[start]
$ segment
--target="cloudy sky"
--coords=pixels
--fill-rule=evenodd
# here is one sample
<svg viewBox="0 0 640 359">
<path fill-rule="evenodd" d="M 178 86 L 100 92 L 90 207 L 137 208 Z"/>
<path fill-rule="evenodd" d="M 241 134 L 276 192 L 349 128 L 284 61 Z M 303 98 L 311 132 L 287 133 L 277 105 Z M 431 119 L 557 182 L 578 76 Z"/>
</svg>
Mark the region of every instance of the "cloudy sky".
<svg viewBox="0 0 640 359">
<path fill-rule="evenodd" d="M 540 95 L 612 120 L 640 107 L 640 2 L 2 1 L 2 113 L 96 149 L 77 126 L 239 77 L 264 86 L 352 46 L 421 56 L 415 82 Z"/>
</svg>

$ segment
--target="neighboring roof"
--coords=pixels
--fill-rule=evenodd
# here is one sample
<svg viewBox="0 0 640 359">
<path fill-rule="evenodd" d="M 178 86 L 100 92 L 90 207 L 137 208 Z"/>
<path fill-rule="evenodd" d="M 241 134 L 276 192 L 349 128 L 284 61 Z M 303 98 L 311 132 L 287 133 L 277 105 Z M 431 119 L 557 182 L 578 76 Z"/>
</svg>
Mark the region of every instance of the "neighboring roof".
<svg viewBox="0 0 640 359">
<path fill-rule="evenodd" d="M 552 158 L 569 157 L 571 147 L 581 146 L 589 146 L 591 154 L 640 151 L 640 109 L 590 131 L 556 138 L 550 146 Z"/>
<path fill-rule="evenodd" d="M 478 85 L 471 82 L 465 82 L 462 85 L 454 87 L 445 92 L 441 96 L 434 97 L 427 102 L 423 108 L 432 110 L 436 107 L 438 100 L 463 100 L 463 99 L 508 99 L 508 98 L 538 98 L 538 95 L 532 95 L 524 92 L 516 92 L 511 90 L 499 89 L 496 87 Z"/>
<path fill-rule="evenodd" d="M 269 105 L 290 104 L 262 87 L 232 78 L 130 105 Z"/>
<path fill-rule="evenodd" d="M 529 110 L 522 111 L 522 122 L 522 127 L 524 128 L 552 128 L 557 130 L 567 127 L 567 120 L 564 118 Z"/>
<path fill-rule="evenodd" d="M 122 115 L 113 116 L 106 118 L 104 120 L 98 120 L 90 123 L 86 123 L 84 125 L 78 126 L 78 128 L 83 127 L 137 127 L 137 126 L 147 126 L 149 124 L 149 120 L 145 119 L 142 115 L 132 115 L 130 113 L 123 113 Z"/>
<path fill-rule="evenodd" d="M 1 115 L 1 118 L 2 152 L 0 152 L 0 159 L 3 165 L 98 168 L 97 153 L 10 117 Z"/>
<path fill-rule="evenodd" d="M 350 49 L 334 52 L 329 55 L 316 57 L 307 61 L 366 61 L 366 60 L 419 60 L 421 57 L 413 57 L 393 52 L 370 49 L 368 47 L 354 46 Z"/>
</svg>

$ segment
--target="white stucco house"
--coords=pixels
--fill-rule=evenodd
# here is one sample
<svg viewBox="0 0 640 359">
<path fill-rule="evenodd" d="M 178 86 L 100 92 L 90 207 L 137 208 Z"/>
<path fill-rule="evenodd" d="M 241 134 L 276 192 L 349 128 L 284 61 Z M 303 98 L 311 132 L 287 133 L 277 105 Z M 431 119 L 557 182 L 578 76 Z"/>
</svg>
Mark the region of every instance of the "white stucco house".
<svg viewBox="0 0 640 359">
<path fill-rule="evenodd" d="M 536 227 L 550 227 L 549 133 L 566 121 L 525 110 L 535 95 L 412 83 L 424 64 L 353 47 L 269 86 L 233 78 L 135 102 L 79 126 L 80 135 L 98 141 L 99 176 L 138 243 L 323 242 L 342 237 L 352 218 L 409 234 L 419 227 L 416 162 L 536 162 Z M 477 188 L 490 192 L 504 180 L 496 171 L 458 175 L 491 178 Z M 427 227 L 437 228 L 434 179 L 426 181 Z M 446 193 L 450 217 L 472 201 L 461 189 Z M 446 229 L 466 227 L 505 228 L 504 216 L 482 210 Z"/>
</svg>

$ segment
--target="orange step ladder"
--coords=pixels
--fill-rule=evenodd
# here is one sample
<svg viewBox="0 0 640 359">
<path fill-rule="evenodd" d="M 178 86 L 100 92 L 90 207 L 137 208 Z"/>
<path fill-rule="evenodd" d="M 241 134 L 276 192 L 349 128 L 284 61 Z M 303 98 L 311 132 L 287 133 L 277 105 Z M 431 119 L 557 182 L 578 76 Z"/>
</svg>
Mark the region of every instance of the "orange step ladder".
[end]
Write out every record verbatim.

SOLUTION:
$ segment
--target="cloudy sky"
--coords=pixels
--fill-rule=evenodd
# here is one sample
<svg viewBox="0 0 640 359">
<path fill-rule="evenodd" d="M 178 86 L 100 92 L 90 207 L 137 208 Z"/>
<path fill-rule="evenodd" d="M 241 134 L 276 192 L 349 128 L 284 61 Z M 303 98 L 311 132 L 287 133 L 277 105 Z M 431 119 L 557 182 L 578 76 Z"/>
</svg>
Mark the region of every instance of the "cloudy sky".
<svg viewBox="0 0 640 359">
<path fill-rule="evenodd" d="M 540 95 L 612 120 L 640 107 L 640 2 L 2 1 L 2 113 L 96 149 L 77 126 L 239 77 L 264 86 L 352 46 L 421 56 L 415 82 Z"/>
</svg>

$ segment
--target="neighboring roof"
--coords=pixels
--fill-rule=evenodd
# here is one sample
<svg viewBox="0 0 640 359">
<path fill-rule="evenodd" d="M 178 86 L 100 92 L 90 207 L 137 208 Z"/>
<path fill-rule="evenodd" d="M 241 134 L 276 192 L 349 128 L 284 61 Z M 303 98 L 311 132 L 287 133 L 277 105 Z M 431 119 L 557 182 L 578 76 Z"/>
</svg>
Mark the region of every instance of the "neighboring roof".
<svg viewBox="0 0 640 359">
<path fill-rule="evenodd" d="M 552 158 L 569 157 L 571 147 L 581 146 L 589 146 L 591 154 L 640 151 L 640 109 L 590 131 L 556 138 L 550 146 Z"/>
<path fill-rule="evenodd" d="M 478 85 L 471 82 L 465 82 L 462 85 L 454 87 L 445 92 L 441 96 L 434 97 L 427 102 L 423 108 L 432 110 L 436 107 L 438 100 L 463 100 L 463 99 L 508 99 L 508 98 L 538 98 L 538 95 L 532 95 L 524 92 L 516 92 L 511 90 L 499 89 L 496 87 Z"/>
<path fill-rule="evenodd" d="M 269 105 L 290 104 L 262 87 L 232 78 L 130 105 Z"/>
<path fill-rule="evenodd" d="M 529 110 L 522 111 L 522 122 L 522 127 L 524 128 L 552 128 L 557 130 L 567 127 L 567 120 L 564 118 Z"/>
<path fill-rule="evenodd" d="M 122 115 L 113 116 L 106 118 L 104 120 L 98 120 L 90 123 L 86 123 L 84 125 L 78 126 L 78 128 L 83 127 L 137 127 L 137 126 L 147 126 L 149 124 L 149 120 L 145 119 L 142 115 L 132 115 L 130 113 L 123 113 Z"/>
<path fill-rule="evenodd" d="M 1 115 L 1 118 L 2 152 L 0 152 L 0 159 L 3 165 L 98 168 L 97 153 L 10 117 Z"/>
<path fill-rule="evenodd" d="M 350 49 L 334 52 L 329 55 L 316 57 L 307 61 L 366 61 L 366 60 L 419 60 L 421 57 L 413 57 L 393 52 L 370 49 L 368 47 L 354 46 Z"/>
</svg>

$ segment
--target="white stucco house"
--coords=pixels
--fill-rule=evenodd
# here is one sample
<svg viewBox="0 0 640 359">
<path fill-rule="evenodd" d="M 178 86 L 100 92 L 90 207 L 137 208 Z"/>
<path fill-rule="evenodd" d="M 241 134 L 276 192 L 349 128 L 284 61 Z M 303 98 L 311 132 L 287 133 L 277 105 Z M 431 119 L 557 182 L 578 76 Z"/>
</svg>
Mark the region of every instance of the "white stucco house".
<svg viewBox="0 0 640 359">
<path fill-rule="evenodd" d="M 536 227 L 550 227 L 549 133 L 566 121 L 525 110 L 535 95 L 412 83 L 424 64 L 353 47 L 269 86 L 233 78 L 135 102 L 79 126 L 80 135 L 98 141 L 99 176 L 138 243 L 323 242 L 342 237 L 352 218 L 409 234 L 419 227 L 416 162 L 536 162 Z M 477 188 L 490 192 L 504 180 L 496 171 L 458 175 L 491 178 Z M 427 227 L 437 228 L 434 179 L 426 181 Z M 446 193 L 450 217 L 472 201 L 461 189 Z M 446 229 L 466 227 L 505 228 L 504 216 L 482 210 Z"/>
</svg>

$ segment
--target="orange step ladder"
--coords=pixels
--fill-rule=evenodd
# here is one sample
<svg viewBox="0 0 640 359">
<path fill-rule="evenodd" d="M 178 86 L 100 92 L 90 207 L 137 208 Z"/>
<path fill-rule="evenodd" d="M 241 134 L 276 192 L 349 128 L 284 61 Z M 303 98 L 311 132 L 287 133 L 277 105 Z M 431 119 L 557 182 L 578 76 Z"/>
</svg>
Mark the region of every instance of the "orange step ladder".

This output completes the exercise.